▸ The problem:
Using the entries below, show all lines with the string "marching".
____ Source data
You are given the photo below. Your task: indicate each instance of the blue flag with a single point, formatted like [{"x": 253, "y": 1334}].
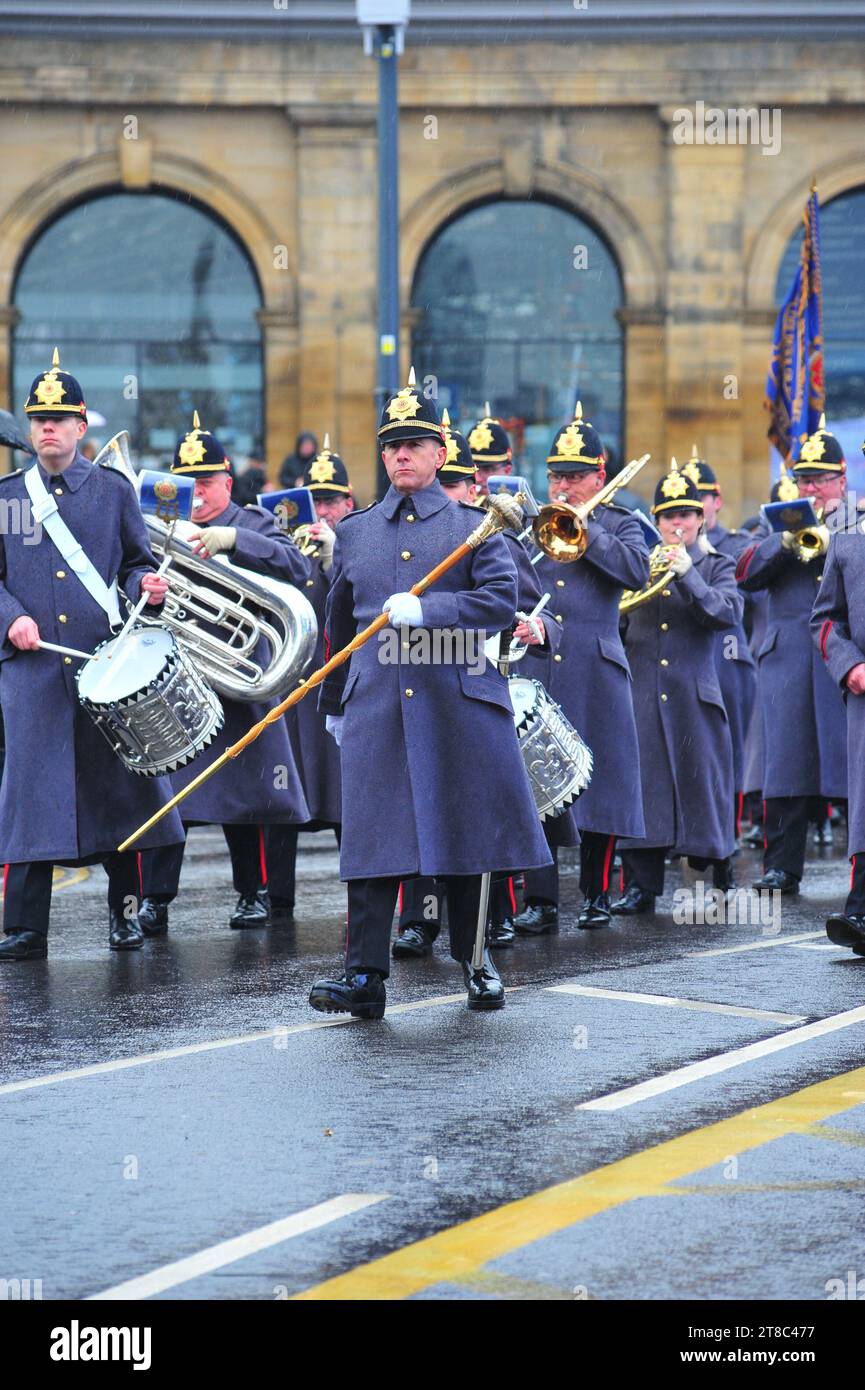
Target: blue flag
[{"x": 796, "y": 387}]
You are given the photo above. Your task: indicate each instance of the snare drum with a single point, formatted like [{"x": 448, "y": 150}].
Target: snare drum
[
  {"x": 556, "y": 759},
  {"x": 152, "y": 705}
]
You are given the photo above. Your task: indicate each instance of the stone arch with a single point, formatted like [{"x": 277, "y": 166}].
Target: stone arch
[
  {"x": 73, "y": 182},
  {"x": 773, "y": 236},
  {"x": 569, "y": 188}
]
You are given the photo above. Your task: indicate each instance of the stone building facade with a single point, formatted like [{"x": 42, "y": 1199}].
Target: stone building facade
[{"x": 278, "y": 141}]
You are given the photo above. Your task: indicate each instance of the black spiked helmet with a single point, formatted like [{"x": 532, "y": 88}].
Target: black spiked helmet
[
  {"x": 409, "y": 414},
  {"x": 326, "y": 476},
  {"x": 821, "y": 452},
  {"x": 488, "y": 441},
  {"x": 676, "y": 491},
  {"x": 458, "y": 466},
  {"x": 701, "y": 474},
  {"x": 54, "y": 395},
  {"x": 199, "y": 452},
  {"x": 576, "y": 446}
]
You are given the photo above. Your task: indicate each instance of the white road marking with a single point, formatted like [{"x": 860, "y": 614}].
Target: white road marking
[
  {"x": 758, "y": 945},
  {"x": 722, "y": 1062},
  {"x": 228, "y": 1251},
  {"x": 191, "y": 1048},
  {"x": 669, "y": 1001}
]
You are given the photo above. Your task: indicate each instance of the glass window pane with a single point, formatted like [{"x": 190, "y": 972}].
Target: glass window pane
[{"x": 153, "y": 307}]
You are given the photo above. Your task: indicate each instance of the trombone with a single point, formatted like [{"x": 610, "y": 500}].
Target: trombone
[{"x": 559, "y": 528}]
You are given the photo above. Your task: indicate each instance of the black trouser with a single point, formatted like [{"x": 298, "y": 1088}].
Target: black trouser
[
  {"x": 644, "y": 869},
  {"x": 372, "y": 902},
  {"x": 162, "y": 868},
  {"x": 423, "y": 900},
  {"x": 786, "y": 833},
  {"x": 28, "y": 891},
  {"x": 281, "y": 859},
  {"x": 855, "y": 898}
]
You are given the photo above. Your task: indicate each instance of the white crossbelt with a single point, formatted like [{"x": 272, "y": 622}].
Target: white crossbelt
[{"x": 47, "y": 513}]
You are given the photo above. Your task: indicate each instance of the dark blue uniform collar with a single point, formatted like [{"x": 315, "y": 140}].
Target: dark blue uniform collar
[
  {"x": 426, "y": 502},
  {"x": 78, "y": 471}
]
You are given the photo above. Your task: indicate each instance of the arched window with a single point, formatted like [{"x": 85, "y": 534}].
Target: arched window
[
  {"x": 842, "y": 236},
  {"x": 153, "y": 305},
  {"x": 515, "y": 303}
]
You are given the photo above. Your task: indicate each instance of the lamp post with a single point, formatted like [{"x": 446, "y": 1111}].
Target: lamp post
[{"x": 384, "y": 24}]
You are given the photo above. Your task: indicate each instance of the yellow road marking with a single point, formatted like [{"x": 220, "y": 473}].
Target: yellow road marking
[{"x": 454, "y": 1255}]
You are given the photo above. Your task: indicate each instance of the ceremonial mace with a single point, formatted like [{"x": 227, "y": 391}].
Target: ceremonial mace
[{"x": 504, "y": 512}]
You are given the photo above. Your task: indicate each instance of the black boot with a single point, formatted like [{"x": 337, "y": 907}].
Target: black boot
[
  {"x": 249, "y": 912},
  {"x": 24, "y": 945},
  {"x": 486, "y": 988},
  {"x": 501, "y": 934},
  {"x": 633, "y": 902},
  {"x": 153, "y": 918},
  {"x": 124, "y": 933},
  {"x": 595, "y": 912},
  {"x": 846, "y": 929},
  {"x": 778, "y": 880},
  {"x": 412, "y": 943},
  {"x": 359, "y": 994},
  {"x": 537, "y": 919}
]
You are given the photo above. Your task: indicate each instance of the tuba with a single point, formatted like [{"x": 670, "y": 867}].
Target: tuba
[
  {"x": 244, "y": 606},
  {"x": 559, "y": 528}
]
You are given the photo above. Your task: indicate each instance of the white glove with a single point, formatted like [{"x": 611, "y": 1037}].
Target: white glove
[
  {"x": 403, "y": 610},
  {"x": 326, "y": 537},
  {"x": 214, "y": 540},
  {"x": 679, "y": 560}
]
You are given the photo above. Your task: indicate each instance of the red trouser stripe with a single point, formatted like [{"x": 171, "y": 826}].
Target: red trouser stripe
[
  {"x": 608, "y": 859},
  {"x": 262, "y": 855}
]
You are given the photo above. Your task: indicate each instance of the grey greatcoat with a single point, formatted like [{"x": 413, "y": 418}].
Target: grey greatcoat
[
  {"x": 804, "y": 737},
  {"x": 262, "y": 784},
  {"x": 736, "y": 665},
  {"x": 314, "y": 751},
  {"x": 66, "y": 797},
  {"x": 590, "y": 676},
  {"x": 837, "y": 626},
  {"x": 433, "y": 777},
  {"x": 686, "y": 752}
]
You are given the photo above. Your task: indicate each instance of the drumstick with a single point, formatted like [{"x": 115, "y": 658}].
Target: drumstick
[{"x": 66, "y": 651}]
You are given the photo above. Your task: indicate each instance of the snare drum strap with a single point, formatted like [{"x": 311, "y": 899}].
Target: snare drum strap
[{"x": 46, "y": 512}]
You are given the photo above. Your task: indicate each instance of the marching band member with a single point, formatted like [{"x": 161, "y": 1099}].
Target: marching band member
________
▸ Output below:
You are given the photo above. Your task: indicate each instance of the marching band member with a single point, formatted like [{"x": 161, "y": 1099}].
Target: marching band member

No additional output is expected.